[Begin ENTRIES]

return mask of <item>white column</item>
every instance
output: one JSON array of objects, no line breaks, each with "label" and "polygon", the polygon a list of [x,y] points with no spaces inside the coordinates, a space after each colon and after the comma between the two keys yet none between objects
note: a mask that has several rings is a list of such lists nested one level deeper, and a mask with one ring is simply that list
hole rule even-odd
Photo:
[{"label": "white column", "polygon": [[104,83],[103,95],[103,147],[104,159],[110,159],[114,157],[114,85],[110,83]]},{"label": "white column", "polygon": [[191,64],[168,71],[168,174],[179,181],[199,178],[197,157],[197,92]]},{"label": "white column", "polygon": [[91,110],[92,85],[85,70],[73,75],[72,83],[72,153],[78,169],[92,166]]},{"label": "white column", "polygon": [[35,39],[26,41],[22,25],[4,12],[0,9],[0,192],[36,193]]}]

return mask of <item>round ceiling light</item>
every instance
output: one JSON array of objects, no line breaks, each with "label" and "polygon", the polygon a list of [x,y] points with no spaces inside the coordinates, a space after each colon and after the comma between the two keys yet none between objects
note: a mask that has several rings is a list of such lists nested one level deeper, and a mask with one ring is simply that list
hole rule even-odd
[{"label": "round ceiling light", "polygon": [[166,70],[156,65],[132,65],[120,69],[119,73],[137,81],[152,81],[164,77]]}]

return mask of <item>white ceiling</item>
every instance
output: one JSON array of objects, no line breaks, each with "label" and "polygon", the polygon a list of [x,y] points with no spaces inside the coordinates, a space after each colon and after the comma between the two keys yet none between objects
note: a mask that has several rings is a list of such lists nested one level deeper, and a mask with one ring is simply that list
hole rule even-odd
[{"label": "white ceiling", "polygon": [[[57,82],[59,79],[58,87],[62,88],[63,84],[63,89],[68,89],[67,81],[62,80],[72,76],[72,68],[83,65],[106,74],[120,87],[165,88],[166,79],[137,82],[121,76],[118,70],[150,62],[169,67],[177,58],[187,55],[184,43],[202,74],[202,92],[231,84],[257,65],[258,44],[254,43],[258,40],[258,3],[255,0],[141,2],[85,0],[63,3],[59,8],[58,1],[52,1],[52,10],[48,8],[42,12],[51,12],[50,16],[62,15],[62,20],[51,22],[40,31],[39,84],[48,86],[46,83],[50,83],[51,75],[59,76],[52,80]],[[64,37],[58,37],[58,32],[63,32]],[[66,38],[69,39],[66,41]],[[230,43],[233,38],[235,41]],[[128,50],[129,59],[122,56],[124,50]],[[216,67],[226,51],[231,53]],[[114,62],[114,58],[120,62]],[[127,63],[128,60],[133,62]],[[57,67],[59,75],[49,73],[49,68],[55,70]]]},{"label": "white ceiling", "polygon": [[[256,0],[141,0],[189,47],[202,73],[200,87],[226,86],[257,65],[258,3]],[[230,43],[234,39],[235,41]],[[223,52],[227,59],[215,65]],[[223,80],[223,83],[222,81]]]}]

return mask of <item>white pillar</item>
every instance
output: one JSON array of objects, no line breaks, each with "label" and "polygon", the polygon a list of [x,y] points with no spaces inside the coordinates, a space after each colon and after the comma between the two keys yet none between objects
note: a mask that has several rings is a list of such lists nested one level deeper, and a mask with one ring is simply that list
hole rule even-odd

[End ENTRIES]

■ **TASK BRIEF**
Return each line of the records above that contains the string "item", copied in full.

■ **TASK RESULT**
return mask of <item>white column</item>
return mask of <item>round ceiling light</item>
return mask of <item>white ceiling</item>
return mask of <item>white pillar</item>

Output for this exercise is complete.